→ Aim of the exercise
Give the listing again in full, matching it character for character.

◆ ◆ ◆ ◆ ◆

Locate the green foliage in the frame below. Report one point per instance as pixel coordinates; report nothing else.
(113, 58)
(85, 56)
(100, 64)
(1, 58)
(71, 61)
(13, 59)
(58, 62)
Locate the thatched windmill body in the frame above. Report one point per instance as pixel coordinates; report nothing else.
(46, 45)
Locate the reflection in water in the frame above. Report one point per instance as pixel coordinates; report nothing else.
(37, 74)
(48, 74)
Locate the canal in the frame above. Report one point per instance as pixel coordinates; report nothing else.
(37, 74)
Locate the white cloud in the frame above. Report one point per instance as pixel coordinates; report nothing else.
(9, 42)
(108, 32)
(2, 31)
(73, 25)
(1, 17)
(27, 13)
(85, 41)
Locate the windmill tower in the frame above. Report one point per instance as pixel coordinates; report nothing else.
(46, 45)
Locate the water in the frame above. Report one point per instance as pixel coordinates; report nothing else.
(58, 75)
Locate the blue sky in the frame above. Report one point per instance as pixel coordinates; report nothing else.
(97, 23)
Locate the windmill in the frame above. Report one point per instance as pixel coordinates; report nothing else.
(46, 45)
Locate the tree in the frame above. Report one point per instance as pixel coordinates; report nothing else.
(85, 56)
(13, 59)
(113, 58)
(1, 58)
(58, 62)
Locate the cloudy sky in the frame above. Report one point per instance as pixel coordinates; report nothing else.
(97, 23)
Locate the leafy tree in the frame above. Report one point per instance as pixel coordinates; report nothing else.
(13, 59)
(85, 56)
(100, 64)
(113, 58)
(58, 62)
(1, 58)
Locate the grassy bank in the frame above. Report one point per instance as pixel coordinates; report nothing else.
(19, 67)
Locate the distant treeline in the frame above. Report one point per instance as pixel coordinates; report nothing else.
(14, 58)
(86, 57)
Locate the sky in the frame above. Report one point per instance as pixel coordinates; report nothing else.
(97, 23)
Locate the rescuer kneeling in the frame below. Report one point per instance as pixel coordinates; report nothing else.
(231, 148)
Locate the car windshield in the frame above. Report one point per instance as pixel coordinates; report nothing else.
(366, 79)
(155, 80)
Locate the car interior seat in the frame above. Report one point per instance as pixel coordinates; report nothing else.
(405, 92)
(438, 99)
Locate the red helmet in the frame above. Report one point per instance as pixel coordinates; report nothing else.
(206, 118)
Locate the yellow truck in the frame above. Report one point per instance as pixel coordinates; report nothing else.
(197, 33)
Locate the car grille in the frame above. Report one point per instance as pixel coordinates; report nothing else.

◆ ◆ ◆ ◆ ◆

→ Result of this exercise
Locate the green foliage in the frame below. Report one point per instance as pixel coordinates; report nothing else.
(113, 58)
(85, 56)
(100, 64)
(1, 58)
(71, 61)
(13, 59)
(58, 62)
Locate the thatched windmill body in the frame above. Report one point per instance as pixel coordinates; report nothing else.
(46, 45)
Locate the reflection in water in the frame above. Report one point per instance as pixel coordinates; report nothing else.
(37, 74)
(48, 74)
Locate the canal in the frame above. Report one point per instance as pixel coordinates; report nothing else.
(37, 74)
Locate the white cloud in the frame above. Report one point per instance as pixel coordinates; report nothing else.
(9, 42)
(108, 32)
(2, 31)
(73, 25)
(1, 17)
(27, 13)
(85, 41)
Locate the windmill tower in the frame above. Report one point per instance as pixel coordinates; report nothing else.
(46, 45)
Locate the water in the frame above. Report one point per instance as pixel coordinates; report nothing else.
(58, 75)
Locate the blue sky in the frame above. Report one point per instance as pixel coordinates; report nothing else.
(97, 23)
Locate the windmill in the frame above. Report one point per instance as pixel coordinates; report nothing else.
(46, 45)
Locate the tree in the frame above. Report one point per instance as pixel coordinates; report nothing else.
(85, 56)
(13, 59)
(113, 58)
(1, 58)
(58, 62)
Locate the cloudy sky in the frame above. Report one point per instance as pixel coordinates; report nothing else.
(97, 23)
Locate the leafy tree in the frame above. Report one point per instance as pixel coordinates; report nothing else.
(13, 59)
(85, 56)
(100, 64)
(113, 58)
(58, 62)
(1, 58)
Locate the grassy bank in the frame above. Report one point per instance as pixel coordinates; report nothing else.
(19, 67)
Locate the distant treeline in the frame above. Report one point per instance as pixel coordinates; report nothing else.
(14, 58)
(86, 57)
Locate the sky in the frame above. Report one point per instance as pixel coordinates; report nothing else.
(97, 23)
Locate the rescuer kneeling in the frame below. Report one point per instance as pixel coordinates; report nothing else.
(231, 148)
Locate the car windshield in the frame above. Report one point per instance as pixel coordinates; report nothing else.
(366, 79)
(155, 80)
Locate the car interior seat in the frame above. Report one point per instance as pixel coordinates; report nothing else.
(405, 92)
(438, 99)
Locate the red helmet in the frame above. Report one point per instance as pixel coordinates; report nothing else.
(206, 118)
Locate the yellow truck in the frame above. Report one point per instance as pixel coordinates; report nothing else.
(197, 33)
Locate the car grille in the frame above. Report one point per instance as pixel coordinates; report nothing else.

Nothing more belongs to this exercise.